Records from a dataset
******
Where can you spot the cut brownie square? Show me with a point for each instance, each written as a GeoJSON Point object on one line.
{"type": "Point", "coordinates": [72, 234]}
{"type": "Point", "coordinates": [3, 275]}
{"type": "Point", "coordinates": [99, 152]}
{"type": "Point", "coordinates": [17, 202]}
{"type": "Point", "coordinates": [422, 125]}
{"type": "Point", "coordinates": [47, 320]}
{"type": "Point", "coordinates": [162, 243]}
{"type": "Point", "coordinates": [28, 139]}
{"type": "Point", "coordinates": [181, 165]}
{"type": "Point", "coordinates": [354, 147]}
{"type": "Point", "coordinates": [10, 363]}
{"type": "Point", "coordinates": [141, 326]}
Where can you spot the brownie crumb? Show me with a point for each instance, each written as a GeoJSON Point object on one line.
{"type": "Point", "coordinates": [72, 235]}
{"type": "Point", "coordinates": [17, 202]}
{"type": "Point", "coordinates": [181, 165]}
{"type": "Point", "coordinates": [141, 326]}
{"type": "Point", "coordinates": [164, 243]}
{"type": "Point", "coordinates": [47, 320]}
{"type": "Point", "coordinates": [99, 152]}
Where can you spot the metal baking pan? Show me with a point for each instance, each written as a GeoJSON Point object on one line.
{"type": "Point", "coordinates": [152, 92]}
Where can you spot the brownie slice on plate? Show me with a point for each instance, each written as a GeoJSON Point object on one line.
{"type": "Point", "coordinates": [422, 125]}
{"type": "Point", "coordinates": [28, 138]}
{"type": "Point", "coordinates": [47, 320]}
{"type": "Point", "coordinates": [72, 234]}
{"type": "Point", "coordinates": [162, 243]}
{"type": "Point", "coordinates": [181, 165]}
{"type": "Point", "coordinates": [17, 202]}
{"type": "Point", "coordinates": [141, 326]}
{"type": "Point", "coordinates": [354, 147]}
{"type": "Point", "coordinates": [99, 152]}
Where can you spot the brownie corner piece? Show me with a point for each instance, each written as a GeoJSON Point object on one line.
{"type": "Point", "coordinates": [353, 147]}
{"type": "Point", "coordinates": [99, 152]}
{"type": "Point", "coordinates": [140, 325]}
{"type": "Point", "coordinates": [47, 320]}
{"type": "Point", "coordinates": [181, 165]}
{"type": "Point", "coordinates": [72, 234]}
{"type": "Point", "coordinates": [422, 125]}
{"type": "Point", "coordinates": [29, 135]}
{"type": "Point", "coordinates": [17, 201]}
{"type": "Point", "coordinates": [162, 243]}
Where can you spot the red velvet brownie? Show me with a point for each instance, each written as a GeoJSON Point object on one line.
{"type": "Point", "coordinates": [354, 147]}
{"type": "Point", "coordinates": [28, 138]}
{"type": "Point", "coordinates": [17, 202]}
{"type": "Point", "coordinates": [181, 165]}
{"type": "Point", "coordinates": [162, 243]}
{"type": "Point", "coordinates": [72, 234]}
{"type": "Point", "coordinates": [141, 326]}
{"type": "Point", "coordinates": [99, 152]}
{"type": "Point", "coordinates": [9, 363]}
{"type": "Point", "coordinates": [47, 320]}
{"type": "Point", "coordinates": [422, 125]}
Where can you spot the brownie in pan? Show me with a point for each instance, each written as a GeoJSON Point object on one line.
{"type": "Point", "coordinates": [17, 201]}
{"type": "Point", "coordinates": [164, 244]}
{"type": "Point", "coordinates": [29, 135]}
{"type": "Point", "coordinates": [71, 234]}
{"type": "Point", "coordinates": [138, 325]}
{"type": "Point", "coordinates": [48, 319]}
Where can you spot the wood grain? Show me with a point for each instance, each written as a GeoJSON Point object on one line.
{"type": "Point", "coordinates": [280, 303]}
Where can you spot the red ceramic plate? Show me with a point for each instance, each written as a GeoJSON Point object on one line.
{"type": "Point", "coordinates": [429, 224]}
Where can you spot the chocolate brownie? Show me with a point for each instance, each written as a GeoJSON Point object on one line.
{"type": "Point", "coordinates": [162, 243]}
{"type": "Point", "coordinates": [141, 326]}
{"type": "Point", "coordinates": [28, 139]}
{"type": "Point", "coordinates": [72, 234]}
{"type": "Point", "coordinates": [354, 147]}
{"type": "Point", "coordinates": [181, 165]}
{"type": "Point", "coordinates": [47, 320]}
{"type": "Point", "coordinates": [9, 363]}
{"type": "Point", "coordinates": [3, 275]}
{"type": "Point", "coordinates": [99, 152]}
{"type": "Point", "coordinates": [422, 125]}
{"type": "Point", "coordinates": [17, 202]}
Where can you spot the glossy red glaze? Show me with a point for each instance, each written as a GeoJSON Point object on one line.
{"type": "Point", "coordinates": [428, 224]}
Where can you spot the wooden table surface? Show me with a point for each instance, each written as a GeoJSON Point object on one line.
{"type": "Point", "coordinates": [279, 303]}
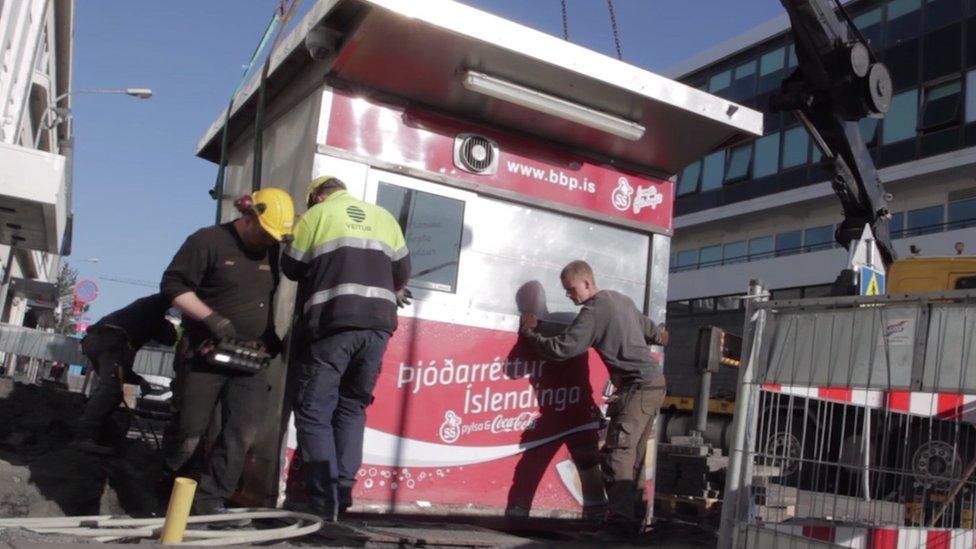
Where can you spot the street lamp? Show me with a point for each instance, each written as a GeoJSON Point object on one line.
{"type": "Point", "coordinates": [141, 93]}
{"type": "Point", "coordinates": [60, 114]}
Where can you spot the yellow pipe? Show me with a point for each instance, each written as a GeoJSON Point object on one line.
{"type": "Point", "coordinates": [178, 510]}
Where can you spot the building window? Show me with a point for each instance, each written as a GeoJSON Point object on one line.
{"type": "Point", "coordinates": [740, 159]}
{"type": "Point", "coordinates": [818, 238]}
{"type": "Point", "coordinates": [734, 252]}
{"type": "Point", "coordinates": [942, 52]}
{"type": "Point", "coordinates": [771, 70]}
{"type": "Point", "coordinates": [686, 260]}
{"type": "Point", "coordinates": [728, 303]}
{"type": "Point", "coordinates": [941, 107]}
{"type": "Point", "coordinates": [962, 213]}
{"type": "Point", "coordinates": [688, 181]}
{"type": "Point", "coordinates": [823, 290]}
{"type": "Point", "coordinates": [903, 62]}
{"type": "Point", "coordinates": [789, 243]}
{"type": "Point", "coordinates": [710, 256]}
{"type": "Point", "coordinates": [939, 13]}
{"type": "Point", "coordinates": [796, 143]}
{"type": "Point", "coordinates": [703, 305]}
{"type": "Point", "coordinates": [713, 171]}
{"type": "Point", "coordinates": [767, 156]}
{"type": "Point", "coordinates": [924, 221]}
{"type": "Point", "coordinates": [869, 23]}
{"type": "Point", "coordinates": [896, 226]}
{"type": "Point", "coordinates": [790, 57]}
{"type": "Point", "coordinates": [899, 122]}
{"type": "Point", "coordinates": [904, 20]}
{"type": "Point", "coordinates": [869, 130]}
{"type": "Point", "coordinates": [788, 293]}
{"type": "Point", "coordinates": [720, 81]}
{"type": "Point", "coordinates": [433, 226]}
{"type": "Point", "coordinates": [971, 96]}
{"type": "Point", "coordinates": [743, 81]}
{"type": "Point", "coordinates": [761, 248]}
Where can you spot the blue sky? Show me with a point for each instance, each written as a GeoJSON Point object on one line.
{"type": "Point", "coordinates": [139, 189]}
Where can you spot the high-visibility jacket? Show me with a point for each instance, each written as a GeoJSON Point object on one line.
{"type": "Point", "coordinates": [349, 258]}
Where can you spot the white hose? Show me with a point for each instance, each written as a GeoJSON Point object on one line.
{"type": "Point", "coordinates": [107, 528]}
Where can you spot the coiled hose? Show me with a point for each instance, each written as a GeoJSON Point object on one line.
{"type": "Point", "coordinates": [105, 528]}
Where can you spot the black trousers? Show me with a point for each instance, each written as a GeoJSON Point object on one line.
{"type": "Point", "coordinates": [109, 353]}
{"type": "Point", "coordinates": [198, 391]}
{"type": "Point", "coordinates": [632, 411]}
{"type": "Point", "coordinates": [335, 386]}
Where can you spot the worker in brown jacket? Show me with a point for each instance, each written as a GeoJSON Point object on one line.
{"type": "Point", "coordinates": [611, 323]}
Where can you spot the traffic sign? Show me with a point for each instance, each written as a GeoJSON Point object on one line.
{"type": "Point", "coordinates": [872, 281]}
{"type": "Point", "coordinates": [86, 291]}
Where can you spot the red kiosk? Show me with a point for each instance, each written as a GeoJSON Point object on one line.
{"type": "Point", "coordinates": [505, 153]}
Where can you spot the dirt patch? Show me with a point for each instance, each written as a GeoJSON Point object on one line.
{"type": "Point", "coordinates": [40, 475]}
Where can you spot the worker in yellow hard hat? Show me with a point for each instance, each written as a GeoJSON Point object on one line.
{"type": "Point", "coordinates": [224, 278]}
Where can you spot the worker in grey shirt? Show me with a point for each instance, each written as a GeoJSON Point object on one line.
{"type": "Point", "coordinates": [611, 323]}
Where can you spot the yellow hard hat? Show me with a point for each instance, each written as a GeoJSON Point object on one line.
{"type": "Point", "coordinates": [276, 211]}
{"type": "Point", "coordinates": [326, 182]}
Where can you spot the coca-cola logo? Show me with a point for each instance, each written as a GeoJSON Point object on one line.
{"type": "Point", "coordinates": [450, 430]}
{"type": "Point", "coordinates": [454, 428]}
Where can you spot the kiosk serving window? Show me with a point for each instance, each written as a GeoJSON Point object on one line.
{"type": "Point", "coordinates": [473, 253]}
{"type": "Point", "coordinates": [433, 226]}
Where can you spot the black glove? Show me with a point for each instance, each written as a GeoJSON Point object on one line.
{"type": "Point", "coordinates": [273, 344]}
{"type": "Point", "coordinates": [221, 327]}
{"type": "Point", "coordinates": [403, 297]}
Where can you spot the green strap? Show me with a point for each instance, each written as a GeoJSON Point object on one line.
{"type": "Point", "coordinates": [218, 190]}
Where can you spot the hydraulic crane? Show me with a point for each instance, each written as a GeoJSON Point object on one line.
{"type": "Point", "coordinates": [838, 81]}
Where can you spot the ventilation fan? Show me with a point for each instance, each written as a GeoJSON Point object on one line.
{"type": "Point", "coordinates": [475, 154]}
******
§ **ABOUT THIS TASK**: Starting at the line with "Where can you spot the black glove?", copy each line through the end of the data, both ends included, and give nothing else.

§ **RESPONSE FOR THIS EXERCISE**:
Where can you spot the black glove? Show me with a point for each instance, each written as a GeoJSON Point object on one line.
{"type": "Point", "coordinates": [273, 344]}
{"type": "Point", "coordinates": [221, 327]}
{"type": "Point", "coordinates": [403, 297]}
Where can you spot the green strap? Show me with a point for each instance, each written as a GeoJSON Point object on one line.
{"type": "Point", "coordinates": [218, 190]}
Where can you spot the hydraulic crane? Show me with a point for each instance, each written as a GeoJSON Point object on one line.
{"type": "Point", "coordinates": [838, 81]}
Where can you spot the ventilation fan? Show me with a point for each instance, each written as a GeoJSON Point object on one line.
{"type": "Point", "coordinates": [475, 154]}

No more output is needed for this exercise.